Data provided:
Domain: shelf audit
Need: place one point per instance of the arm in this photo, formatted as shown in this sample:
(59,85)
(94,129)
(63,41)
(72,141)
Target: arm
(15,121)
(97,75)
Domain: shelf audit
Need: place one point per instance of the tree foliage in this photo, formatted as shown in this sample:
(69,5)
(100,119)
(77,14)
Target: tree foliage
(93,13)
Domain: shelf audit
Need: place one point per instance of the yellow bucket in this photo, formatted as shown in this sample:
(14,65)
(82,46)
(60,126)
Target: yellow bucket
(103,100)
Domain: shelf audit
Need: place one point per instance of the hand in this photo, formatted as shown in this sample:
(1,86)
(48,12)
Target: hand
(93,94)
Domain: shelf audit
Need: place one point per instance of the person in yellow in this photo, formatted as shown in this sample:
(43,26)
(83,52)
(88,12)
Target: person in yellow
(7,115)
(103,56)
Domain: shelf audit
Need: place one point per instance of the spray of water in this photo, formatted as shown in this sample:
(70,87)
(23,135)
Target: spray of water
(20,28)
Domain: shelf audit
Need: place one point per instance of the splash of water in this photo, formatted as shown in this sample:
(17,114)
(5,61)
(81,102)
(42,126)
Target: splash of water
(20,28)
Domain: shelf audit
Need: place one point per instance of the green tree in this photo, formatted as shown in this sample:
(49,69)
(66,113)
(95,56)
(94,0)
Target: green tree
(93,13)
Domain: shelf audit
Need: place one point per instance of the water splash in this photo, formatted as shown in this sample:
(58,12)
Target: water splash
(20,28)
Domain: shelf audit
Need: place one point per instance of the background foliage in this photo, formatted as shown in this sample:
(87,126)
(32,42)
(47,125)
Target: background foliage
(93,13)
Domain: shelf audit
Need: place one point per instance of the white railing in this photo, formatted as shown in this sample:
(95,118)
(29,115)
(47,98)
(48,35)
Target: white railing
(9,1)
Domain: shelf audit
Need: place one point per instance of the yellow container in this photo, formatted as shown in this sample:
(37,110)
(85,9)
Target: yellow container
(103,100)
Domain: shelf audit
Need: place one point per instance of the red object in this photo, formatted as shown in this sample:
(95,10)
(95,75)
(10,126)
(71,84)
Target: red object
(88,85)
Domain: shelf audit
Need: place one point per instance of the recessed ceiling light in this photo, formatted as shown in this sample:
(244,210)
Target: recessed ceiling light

What is required:
Extract every line above exactly as it stands.

Reply:
Domain: shelf audit
Need: place one point per instance of the arm in this photo, formatted as shown in this sample:
(59,85)
(94,129)
(63,41)
(72,141)
Target: arm
(15,121)
(97,75)
Domain: shelf audit
Need: place one point per instance of the tree foliage in this photo, formatted as shown in this sample:
(69,5)
(100,119)
(77,14)
Target: tree foliage
(93,13)
Domain: shelf audit
Need: place one point per instance of the yellow bucket in this photo, formatted as shown in this sample:
(14,65)
(82,46)
(60,126)
Target: yellow bucket
(103,100)
Domain: shelf audit
Need: place one point per instance of the hand in this photo, formatted as shown in this sample:
(1,86)
(48,12)
Target: hand
(93,94)
Domain: shelf audit
Need: place one point per instance of the person in yellow in this photo, formatted as shown in this sample:
(43,26)
(83,52)
(88,12)
Target: person in yellow
(7,115)
(103,56)
Domain: shelf audit
Need: place one point per instance of the spray of water in this photo, formatted as shown in this sample:
(70,87)
(23,135)
Target: spray of water
(20,28)
Domain: shelf audit
Need: place one point per instance of the splash of water in this photo, formatted as shown in this sample:
(17,114)
(5,61)
(81,102)
(42,126)
Target: splash of water
(20,28)
Domain: shelf audit
Need: place one point per instance of the green tree in this photo, formatted as shown in this sample:
(49,69)
(66,113)
(95,56)
(94,0)
Target: green tree
(93,13)
Domain: shelf audit
Need: place one point per instance of the water splash in this photo, formatted as shown in this sample:
(58,12)
Target: water splash
(20,28)
Domain: shelf audit
Need: place one point per instance of the background foliage in this photo, formatted as shown in this sample:
(87,126)
(32,42)
(47,125)
Target: background foliage
(93,13)
Domain: shelf audit
Need: place one point per instance of the white railing in this photo, formatted as shown in this sample:
(95,118)
(29,115)
(47,98)
(48,35)
Target: white railing
(9,1)
Domain: shelf audit
Need: place one point per instance of the yellow container in this photo, formatted as shown in this sample:
(37,110)
(85,9)
Target: yellow container
(103,100)
Domain: shelf audit
Need: place one point per instance of the red object in this photo, formatted as shown in this sample:
(95,10)
(95,75)
(10,126)
(71,84)
Target: red object
(88,85)
Domain: shelf audit
Need: place one point per instance of the recessed ceiling light in this photo, formatted as shown in this sample:
(244,210)
Target: recessed ceiling light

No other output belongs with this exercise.